Reproduce the whole listing below word for word, keeping every line.

━━━━━━

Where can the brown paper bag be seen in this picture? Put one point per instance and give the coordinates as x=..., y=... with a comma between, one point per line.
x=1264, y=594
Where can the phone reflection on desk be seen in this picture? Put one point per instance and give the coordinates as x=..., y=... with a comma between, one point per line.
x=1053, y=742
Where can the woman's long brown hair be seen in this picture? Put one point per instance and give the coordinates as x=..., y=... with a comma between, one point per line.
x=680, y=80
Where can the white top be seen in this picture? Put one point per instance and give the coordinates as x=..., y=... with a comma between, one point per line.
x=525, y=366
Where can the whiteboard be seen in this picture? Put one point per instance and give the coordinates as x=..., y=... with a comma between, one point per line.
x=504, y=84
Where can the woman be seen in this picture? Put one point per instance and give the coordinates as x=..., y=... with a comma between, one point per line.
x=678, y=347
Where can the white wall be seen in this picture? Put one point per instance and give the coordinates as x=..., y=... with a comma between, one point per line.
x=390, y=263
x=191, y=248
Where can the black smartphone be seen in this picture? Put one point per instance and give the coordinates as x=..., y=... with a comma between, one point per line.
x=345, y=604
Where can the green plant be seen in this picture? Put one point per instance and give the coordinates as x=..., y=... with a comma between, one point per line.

━━━━━━

## Output for this exercise
Where can the brown paper bag be seen in this picture? Put one point per instance and give the coordinates as x=..., y=... with a comma between, one point per line.
x=1264, y=594
Where can the phone reflection on desk be seen in this picture? Put one point per instance and give the coordinates as x=..., y=... with a comma between, one point per line.
x=1053, y=742
Where can the woman's long brown hair be seen in this picture? Put one point per instance and give the coordinates as x=..., y=... with a comma between, one point per line.
x=680, y=80
Where can the white top be seen in this picture? Put one point per instance and give the coordinates as x=..., y=... with a comma between, one point per line.
x=525, y=366
Where can the whiteboard be seen in this picture? Put one point per instance and give the coordinates as x=..., y=... with a comma between, one point per line.
x=504, y=84
Where can the woman be seen in this picture? Put one point per instance and give the coordinates as x=..., y=... with a comma between, one point per line.
x=678, y=347
Where can the white wall be seen in this picture? Put one point per instance and give the coordinates as x=..., y=... with a comma between, one point per line.
x=390, y=263
x=191, y=248
Where can the black smartphone be seen in this picture? Put one point per instance and give the coordinates as x=..., y=... with a comma between, one point per line.
x=345, y=604
Where can the green plant be seen in this picture? Put one point per instance and give the coordinates as x=..., y=... with a comma between, one point per line.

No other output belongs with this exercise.